→ Passage:
# # # # #

To address the problem that the black coating for spacecraft optical stealth easily falls off, this study constructs a light-absorbing spacecraft surface based on a micro/nanostructure through imitating a natural light-trapping structure. In this paper, we first analyze the optical properties of a basic stealth structure with the finite difference time domain (FDTD) method and establish a mapping relationship between the light absorption rate of the basic stealth structure and its multiscale factors. Then, imitating the microstructural characteristics of the blackened parts of butterfly wings, we design a multilayered and multiscale complex stealth structure to achieve the optical stealth characteristics of low reflection and high absorption of sunlight on the surface of the spacecraft. Simulation analysis shows that the bionic microstructure can be used to change the optical properties of the metal surface to a certain wavelength band; the complex stealth structure designed based on the butterfly wing can absorb 80.18% of visible light and reduce the overall brightness of the high-orbiting spacecraft by four orders of magnitude.

# # # # #

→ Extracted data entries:

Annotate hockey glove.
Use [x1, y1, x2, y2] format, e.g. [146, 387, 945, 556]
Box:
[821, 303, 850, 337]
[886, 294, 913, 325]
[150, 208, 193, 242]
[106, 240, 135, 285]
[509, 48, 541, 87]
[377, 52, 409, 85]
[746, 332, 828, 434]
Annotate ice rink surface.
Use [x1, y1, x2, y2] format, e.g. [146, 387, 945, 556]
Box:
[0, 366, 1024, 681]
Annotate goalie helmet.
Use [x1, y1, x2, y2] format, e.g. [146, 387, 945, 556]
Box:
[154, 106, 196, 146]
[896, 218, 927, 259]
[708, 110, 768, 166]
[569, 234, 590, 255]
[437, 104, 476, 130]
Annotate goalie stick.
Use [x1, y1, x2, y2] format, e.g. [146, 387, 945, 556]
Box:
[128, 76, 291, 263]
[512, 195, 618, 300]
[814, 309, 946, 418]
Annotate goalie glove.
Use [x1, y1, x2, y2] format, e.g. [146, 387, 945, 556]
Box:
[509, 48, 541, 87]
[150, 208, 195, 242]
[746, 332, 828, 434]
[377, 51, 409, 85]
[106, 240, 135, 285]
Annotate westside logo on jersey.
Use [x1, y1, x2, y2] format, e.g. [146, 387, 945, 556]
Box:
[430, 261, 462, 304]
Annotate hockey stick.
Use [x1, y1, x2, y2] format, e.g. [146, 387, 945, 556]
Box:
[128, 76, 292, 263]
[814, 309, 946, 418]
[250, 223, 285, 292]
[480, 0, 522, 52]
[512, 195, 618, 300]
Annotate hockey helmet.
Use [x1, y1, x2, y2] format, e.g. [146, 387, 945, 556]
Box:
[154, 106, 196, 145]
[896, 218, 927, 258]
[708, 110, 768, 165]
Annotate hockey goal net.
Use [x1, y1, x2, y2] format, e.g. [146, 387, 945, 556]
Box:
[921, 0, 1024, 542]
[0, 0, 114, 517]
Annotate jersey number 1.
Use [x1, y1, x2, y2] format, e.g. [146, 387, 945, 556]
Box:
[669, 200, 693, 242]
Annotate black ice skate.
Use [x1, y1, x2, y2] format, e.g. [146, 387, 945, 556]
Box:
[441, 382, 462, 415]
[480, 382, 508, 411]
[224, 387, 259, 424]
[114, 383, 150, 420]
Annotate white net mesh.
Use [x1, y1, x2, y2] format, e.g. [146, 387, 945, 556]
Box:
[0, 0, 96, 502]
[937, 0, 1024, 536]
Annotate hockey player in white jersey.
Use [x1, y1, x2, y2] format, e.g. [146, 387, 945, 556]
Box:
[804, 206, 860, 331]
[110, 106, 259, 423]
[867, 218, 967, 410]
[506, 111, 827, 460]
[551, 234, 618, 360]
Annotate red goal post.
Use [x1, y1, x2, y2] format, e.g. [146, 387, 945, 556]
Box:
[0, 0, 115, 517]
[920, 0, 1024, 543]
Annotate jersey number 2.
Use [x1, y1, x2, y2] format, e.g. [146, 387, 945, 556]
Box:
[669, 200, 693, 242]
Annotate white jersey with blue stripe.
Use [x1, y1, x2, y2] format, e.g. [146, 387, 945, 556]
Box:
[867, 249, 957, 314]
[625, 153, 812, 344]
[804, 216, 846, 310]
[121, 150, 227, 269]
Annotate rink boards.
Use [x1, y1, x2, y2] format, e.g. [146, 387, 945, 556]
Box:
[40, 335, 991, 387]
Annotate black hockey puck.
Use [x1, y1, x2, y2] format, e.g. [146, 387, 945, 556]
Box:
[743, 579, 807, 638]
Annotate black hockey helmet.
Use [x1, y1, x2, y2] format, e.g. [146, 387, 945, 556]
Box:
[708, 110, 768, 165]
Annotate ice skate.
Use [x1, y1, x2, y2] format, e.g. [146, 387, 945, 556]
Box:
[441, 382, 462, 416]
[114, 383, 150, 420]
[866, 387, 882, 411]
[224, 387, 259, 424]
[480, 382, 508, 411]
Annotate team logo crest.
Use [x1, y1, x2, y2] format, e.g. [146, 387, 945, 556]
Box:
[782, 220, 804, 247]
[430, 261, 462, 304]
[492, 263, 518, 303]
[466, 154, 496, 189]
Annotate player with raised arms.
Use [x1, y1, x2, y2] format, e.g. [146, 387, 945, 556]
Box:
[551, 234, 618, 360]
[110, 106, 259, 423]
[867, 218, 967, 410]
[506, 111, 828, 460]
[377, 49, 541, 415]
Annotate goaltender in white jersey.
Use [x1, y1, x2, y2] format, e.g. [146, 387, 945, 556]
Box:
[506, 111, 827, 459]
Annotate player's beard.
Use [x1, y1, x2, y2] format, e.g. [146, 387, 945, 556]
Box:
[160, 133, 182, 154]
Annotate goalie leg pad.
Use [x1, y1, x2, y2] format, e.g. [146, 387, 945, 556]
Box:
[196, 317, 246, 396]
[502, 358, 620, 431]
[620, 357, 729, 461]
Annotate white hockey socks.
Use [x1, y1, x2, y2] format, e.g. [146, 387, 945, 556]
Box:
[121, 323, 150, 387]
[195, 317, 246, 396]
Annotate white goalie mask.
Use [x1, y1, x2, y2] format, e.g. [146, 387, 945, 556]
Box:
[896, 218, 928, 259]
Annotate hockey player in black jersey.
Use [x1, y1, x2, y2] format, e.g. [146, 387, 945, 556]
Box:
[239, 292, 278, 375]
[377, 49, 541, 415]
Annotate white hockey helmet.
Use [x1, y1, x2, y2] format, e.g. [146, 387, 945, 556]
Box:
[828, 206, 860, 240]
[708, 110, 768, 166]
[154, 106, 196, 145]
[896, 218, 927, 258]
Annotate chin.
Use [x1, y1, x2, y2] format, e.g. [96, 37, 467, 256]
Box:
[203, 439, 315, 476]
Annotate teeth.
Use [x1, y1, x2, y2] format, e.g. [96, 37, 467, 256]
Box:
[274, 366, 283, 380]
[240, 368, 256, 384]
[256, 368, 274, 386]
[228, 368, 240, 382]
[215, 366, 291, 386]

# # # # #

→ Requirements:
Condense the paragraph of the spacecraft stealth passage that opens with "To address the problem" into a short bulleted list of its main facts.

→ Finished exercise:
- Problem: the black coating used for spacecraft optical stealth falls off easily.
- Approach: a light-absorbing spacecraft surface built on a micro/nanostructure that imitates a natural light-trapping structure.
- First step: the finite difference time domain (FDTD) method is used to analyze the optical properties of a basic stealth structure and to map its light absorption rate to its multiscale factors.
- Second step: a multilayered, multiscale complex stealth structure is designed after the microstructure of the blackened parts of butterfly wings, aiming for low reflection and high absorption of sunlight.
- Result: the bionic microstructure can change the optical properties of a metal surface for a certain wavelength band.
- Result: the butterfly-wing structure absorbs 80.18% of visible light and lowers the overall brightness of a high-orbiting spacecraft by four orders of magnitude.